▸ **PROBLEM 1**: Please condense the paragraph of the semantic similarity article that begins "Training a semantic textual similarity model" into a short list that keeps its main facts.
▸ **PROBLEM 2**:
Answer these questions from the semantic similarity article.
(a) How does a hard-mined negative sample relate to the anchor?
(b) What three things does matching products across eCommerce websites give insight into?
(c) What kind of examples do semantic models lack for training?
▸ **PROBLEM 3**: Write out the semantic similarity article word for word from "Semantic Similarity is" up to and including "for a query.".

▸ **SELECTED EXCERPT**:
Hard-Mining Negatives for Semantic Similarity Model using Sentence Transformers

A hard-mined negative sample is one which is similar to the anchor but not an exact match with the anchor 😀

Semantic Similarity

Semantic Similarity is the task of evaluating how similar two texts are in terms of meaning. It plays a vital role in an information retrieval pipeline, whether it is product matching in eCommerce or finding a relevant document for a query.

In product matching of eCommerce, matching relevant or exact products from different eCommerce websites will provide valuable insights into pricing data, market dynamics, and competitor practices.

Training a semantic textual similarity model on eCommerce data helps us to retrieve exact or relevant products by extracting the information from the brand, title, specification, and description of the products. However semantic models suffer from the lack of availability of informative negative examples for model training.

What are actually informative negative samples or hard negatives and how do they help in the training of the model?

[Point annotation records]
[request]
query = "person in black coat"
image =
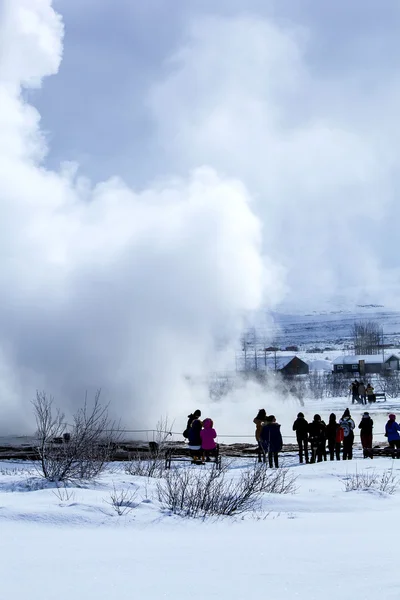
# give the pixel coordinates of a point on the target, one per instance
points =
(271, 440)
(332, 437)
(300, 426)
(366, 426)
(191, 418)
(316, 431)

▸ **FINAL ANSWER 1**:
- Training a semantic textual similarity model on eCommerce data helps retrieve exact or relevant products.
- It does this by extracting information from the products' brand, title, specification, and description.
- Semantic models suffer from a lack of informative negative examples for training.

▸ **FINAL ANSWER 2**:
(a) It is similar to the anchor but not an exact match with it.
(b) Pricing data, market dynamics, and competitor practices.
(c) Informative negative examples.

▸ **FINAL ANSWER 3**:
Semantic Similarity is the task of evaluating how similar two texts are in terms of meaning. It plays a vital role in an information retrieval pipeline, whether it is product matching in eCommerce or finding a relevant document for a query.